= Requirement A =
In the passage on node disqualification, how much repair traffic would the network have to pay for if both example nodes were disqualified at once?
= Requirement B =
List every factor that the passage on node disqualification gives as differentiating nodes from each other.
= Requirement C =
Reproduce word for word the part of the passage on node disqualification starting at "While each of" and ending at "for the network.".

= Excerpt provided =
One of the greatest setbacks with the current method of SN uptime, and disqualification related to it, is that it does not take into account that all nodes are not equal. Factors that differentiate nodes from each other:

  1. Age of node
  2. Amount of data currently stored on the node
  3. Audit history reputation
  4. Network quality of service (is this a highly used node due to geographic location and response time?)
  5. Node escrow balance

While each of the above factors should not be weighted the same, they need to be taken into consideration when calculating the disqualification threshold. Setting the threshold too high does create a situation where certainty of available datasets becomes looser, while setting the threshold too low could cause extremely high node churn and could become costly for the network.

For an example, let us use “Node A” and “Node B” with configurations as follows:

-Node A-
Age: 6 months
Disk used: 20TB
Egress: 1TB

-Node B-
Age: 2 months
Disk used: 500GB
Egress: 30GB

Node A has much more at stake than Node B as they have a much greater vested interest to keep their node up “at all costs” in order to avoid becoming disqualified since Node A’s escrow balance is fuller; plus avoiding going through the full process of setting up and building ‘used disk’ on another node. There are some circumstances where availability of the node cannot be guaranteed by the operator, such as a regional network outage. Additionally, instantly disqualifying both nodes in such an instance creates a monetary loss for the network as it now needs to pay other nodes for 20.5TB of repair traffic; $205 in this situation. Unless enough time has gone by for Node A’s escrow balance to hold $200, this has now become a loss to the network.

= Recorded information =
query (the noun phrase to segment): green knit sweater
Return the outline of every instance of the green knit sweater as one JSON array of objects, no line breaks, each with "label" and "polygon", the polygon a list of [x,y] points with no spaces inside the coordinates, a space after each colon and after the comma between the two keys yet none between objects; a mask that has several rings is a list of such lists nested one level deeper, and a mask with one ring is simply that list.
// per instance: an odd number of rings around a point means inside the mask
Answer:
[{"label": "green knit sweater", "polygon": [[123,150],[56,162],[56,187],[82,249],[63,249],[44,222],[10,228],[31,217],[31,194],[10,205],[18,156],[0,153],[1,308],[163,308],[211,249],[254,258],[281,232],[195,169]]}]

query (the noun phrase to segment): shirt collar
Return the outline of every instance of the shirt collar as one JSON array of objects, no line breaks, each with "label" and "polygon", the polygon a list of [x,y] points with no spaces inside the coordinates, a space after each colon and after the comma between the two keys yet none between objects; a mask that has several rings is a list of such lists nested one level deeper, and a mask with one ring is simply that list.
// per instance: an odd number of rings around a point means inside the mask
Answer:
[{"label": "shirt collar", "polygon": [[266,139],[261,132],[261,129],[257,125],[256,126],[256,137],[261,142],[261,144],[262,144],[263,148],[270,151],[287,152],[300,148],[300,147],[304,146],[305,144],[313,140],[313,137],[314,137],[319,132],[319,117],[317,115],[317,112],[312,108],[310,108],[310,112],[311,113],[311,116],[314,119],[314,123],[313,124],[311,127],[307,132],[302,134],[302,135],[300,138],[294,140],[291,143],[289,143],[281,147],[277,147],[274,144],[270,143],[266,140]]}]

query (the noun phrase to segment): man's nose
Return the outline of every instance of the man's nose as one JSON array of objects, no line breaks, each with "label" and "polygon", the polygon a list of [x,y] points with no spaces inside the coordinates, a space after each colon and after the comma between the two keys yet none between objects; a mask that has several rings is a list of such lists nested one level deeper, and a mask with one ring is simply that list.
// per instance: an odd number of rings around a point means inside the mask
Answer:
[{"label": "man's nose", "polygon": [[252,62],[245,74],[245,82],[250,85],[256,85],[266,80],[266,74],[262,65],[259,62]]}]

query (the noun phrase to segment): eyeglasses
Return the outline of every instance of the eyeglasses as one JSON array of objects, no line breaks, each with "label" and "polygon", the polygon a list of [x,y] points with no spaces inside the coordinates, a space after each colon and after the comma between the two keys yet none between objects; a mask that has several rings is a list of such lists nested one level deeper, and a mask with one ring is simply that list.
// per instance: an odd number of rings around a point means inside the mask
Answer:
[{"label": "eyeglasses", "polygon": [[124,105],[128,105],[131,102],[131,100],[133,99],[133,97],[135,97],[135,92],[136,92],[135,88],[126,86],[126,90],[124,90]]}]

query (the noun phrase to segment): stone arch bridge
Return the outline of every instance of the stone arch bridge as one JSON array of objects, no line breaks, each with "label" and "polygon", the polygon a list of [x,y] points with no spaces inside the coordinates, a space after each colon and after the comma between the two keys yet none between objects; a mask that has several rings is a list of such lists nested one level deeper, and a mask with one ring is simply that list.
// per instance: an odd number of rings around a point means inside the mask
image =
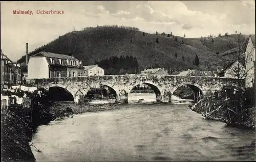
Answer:
[{"label": "stone arch bridge", "polygon": [[[62,87],[69,91],[74,98],[79,94],[84,96],[92,88],[104,86],[116,93],[116,100],[126,97],[132,89],[139,84],[150,86],[156,94],[157,101],[171,102],[171,96],[179,87],[186,85],[198,94],[205,95],[208,92],[214,92],[225,86],[237,87],[238,79],[211,76],[177,76],[169,75],[116,75],[90,76],[74,77],[60,77],[35,79],[38,88],[46,89],[53,87]],[[125,93],[123,93],[125,92]],[[124,96],[123,94],[126,94]],[[74,99],[75,102],[78,101]]]}]

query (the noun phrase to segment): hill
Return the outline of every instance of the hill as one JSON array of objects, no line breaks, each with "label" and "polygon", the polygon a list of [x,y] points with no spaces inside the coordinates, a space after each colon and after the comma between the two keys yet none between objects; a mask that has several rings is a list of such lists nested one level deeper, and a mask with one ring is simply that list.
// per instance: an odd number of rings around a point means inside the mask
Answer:
[{"label": "hill", "polygon": [[[216,37],[214,38],[215,45],[208,44],[208,42],[211,40],[209,39],[204,45],[201,44],[200,38],[177,37],[176,41],[175,37],[168,37],[166,34],[143,33],[136,28],[116,25],[87,28],[81,31],[70,32],[59,36],[36,49],[29,56],[42,50],[74,54],[75,57],[82,61],[84,65],[92,65],[95,61],[112,56],[131,56],[137,58],[140,70],[153,66],[176,70],[188,68],[211,70],[209,67],[216,64],[216,51],[229,49],[228,39],[236,39],[231,35]],[[158,43],[156,42],[157,38]],[[184,43],[181,43],[182,40]],[[196,55],[200,62],[199,67],[193,65]],[[25,61],[24,56],[17,62]]]}]

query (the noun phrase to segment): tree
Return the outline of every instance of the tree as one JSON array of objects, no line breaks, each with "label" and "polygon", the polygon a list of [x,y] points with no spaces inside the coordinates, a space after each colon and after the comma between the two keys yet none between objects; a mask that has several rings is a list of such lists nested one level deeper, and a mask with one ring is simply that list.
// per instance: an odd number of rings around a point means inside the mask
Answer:
[{"label": "tree", "polygon": [[195,58],[194,64],[195,65],[197,66],[198,66],[200,64],[199,58],[198,58],[198,56],[197,56],[197,55],[196,55],[196,57]]},{"label": "tree", "polygon": [[175,58],[176,58],[176,59],[178,58],[178,55],[177,54],[177,52],[175,52],[175,55],[174,55],[174,56],[175,57]]},{"label": "tree", "polygon": [[156,43],[159,43],[159,41],[158,41],[158,38],[157,38],[157,39],[156,39]]},{"label": "tree", "polygon": [[239,34],[237,41],[228,41],[228,47],[230,49],[229,52],[219,55],[218,57],[221,63],[220,65],[228,68],[228,70],[226,70],[225,73],[238,79],[237,87],[238,96],[241,97],[238,97],[237,99],[237,110],[234,111],[240,112],[242,120],[244,117],[244,110],[241,106],[241,98],[242,98],[243,89],[246,87],[246,83],[244,83],[243,79],[246,81],[254,76],[253,72],[251,72],[253,68],[251,63],[254,49],[250,47],[247,48],[247,39],[243,38]]}]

= Written answer A =
20.5TB of repair traffic, which costs $205.

= Written answer B =
1. Age of node
2. Amount of data currently stored on the node
3. Audit history reputation
4. Network quality of service (is this a highly used node due to geographic location and response time?)
5. Node escrow balance

= Written answer C =
While each of the above factors should not be weighted the same, they need to be taken into consideration when calculating the disqualification threshold. Setting the threshold too high does create a situation where certainty of available datasets becomes looser, while setting the threshold too low could cause extremely high node churn and could become costly for the network.